:: What you need to do ::
Please report how many lines in the following material hold the string "overcast", giving only the number.

****

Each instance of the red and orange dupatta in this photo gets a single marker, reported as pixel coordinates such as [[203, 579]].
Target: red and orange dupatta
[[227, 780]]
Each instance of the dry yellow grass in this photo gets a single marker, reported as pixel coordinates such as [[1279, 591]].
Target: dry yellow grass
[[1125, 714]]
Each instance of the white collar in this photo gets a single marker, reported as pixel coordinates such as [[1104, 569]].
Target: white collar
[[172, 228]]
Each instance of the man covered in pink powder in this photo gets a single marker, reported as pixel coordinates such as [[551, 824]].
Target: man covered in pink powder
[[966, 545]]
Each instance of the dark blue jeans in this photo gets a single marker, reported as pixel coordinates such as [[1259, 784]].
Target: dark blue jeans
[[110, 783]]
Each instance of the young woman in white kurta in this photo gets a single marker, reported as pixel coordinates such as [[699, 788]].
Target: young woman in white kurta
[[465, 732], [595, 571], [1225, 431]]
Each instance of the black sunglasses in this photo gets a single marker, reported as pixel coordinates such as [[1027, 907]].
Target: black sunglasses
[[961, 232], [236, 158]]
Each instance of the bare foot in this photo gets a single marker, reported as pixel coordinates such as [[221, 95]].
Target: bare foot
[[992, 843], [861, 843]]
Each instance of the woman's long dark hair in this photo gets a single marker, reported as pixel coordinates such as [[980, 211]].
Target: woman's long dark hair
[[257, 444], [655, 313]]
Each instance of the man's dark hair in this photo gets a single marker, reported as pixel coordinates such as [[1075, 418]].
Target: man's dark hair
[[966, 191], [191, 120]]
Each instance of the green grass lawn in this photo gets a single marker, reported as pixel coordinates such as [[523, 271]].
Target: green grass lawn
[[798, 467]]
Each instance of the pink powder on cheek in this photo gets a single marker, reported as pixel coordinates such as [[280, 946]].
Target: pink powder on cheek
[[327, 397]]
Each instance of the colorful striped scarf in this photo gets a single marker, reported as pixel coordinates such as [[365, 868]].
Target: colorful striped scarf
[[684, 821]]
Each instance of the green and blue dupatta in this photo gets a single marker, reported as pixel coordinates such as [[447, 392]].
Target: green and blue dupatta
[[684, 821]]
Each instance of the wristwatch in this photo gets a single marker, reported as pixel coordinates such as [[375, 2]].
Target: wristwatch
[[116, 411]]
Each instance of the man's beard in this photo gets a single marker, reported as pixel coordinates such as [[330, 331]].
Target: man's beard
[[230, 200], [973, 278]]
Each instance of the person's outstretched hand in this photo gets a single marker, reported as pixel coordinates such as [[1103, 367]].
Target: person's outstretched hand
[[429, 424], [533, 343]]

****

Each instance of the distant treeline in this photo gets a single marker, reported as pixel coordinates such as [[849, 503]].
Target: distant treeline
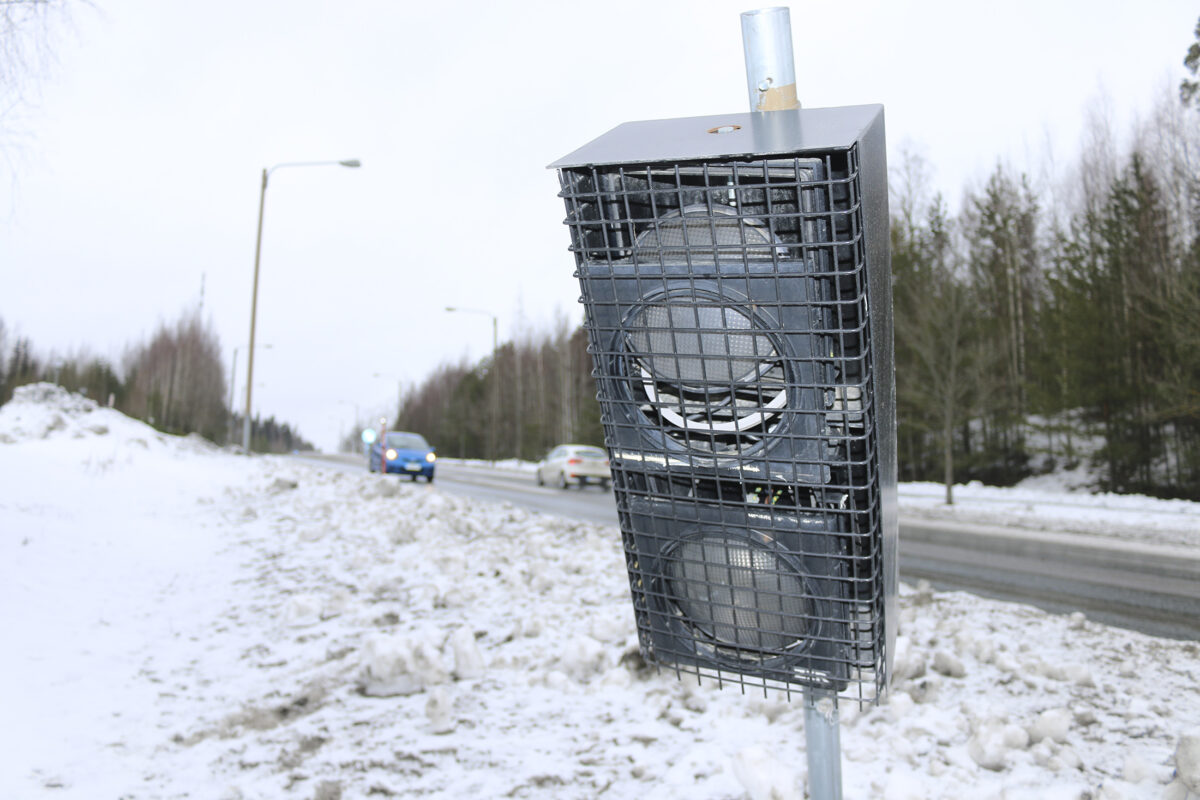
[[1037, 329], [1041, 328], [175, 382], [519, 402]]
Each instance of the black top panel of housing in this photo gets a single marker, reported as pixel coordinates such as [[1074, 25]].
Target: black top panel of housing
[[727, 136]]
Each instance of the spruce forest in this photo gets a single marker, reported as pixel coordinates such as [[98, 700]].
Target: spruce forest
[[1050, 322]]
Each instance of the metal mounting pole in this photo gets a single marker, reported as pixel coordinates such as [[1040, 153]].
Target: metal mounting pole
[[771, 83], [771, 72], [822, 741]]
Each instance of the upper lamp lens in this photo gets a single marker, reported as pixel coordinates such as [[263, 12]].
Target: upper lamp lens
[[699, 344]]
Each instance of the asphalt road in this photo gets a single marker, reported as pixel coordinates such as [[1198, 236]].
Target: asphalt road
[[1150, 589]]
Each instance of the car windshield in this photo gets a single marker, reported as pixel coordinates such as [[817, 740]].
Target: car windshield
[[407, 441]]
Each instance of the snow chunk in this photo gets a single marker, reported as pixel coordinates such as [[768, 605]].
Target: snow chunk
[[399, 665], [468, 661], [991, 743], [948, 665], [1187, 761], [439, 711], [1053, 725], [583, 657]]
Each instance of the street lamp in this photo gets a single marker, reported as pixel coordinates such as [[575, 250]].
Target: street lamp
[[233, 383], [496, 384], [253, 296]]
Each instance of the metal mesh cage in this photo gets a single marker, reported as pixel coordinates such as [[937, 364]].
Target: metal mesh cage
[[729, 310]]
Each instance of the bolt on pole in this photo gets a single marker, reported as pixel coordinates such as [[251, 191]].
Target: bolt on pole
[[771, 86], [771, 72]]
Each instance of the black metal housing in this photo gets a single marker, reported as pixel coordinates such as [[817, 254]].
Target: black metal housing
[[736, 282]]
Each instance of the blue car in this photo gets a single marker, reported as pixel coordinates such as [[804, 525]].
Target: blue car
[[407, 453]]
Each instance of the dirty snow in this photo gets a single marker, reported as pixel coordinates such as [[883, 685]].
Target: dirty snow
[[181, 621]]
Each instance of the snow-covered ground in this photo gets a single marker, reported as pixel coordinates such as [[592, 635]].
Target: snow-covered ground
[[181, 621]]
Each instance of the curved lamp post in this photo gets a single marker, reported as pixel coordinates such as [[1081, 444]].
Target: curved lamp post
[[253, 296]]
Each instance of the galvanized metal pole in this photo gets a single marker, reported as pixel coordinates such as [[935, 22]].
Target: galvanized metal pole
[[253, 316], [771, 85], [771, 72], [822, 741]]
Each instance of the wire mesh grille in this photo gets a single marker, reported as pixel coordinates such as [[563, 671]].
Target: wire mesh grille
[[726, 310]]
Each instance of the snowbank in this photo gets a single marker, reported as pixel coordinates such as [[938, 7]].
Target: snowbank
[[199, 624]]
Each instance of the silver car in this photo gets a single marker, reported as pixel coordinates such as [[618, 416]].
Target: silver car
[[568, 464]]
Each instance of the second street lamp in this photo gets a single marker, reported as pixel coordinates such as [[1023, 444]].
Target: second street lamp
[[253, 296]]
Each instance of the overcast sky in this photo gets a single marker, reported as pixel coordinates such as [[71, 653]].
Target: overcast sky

****

:: Task output ::
2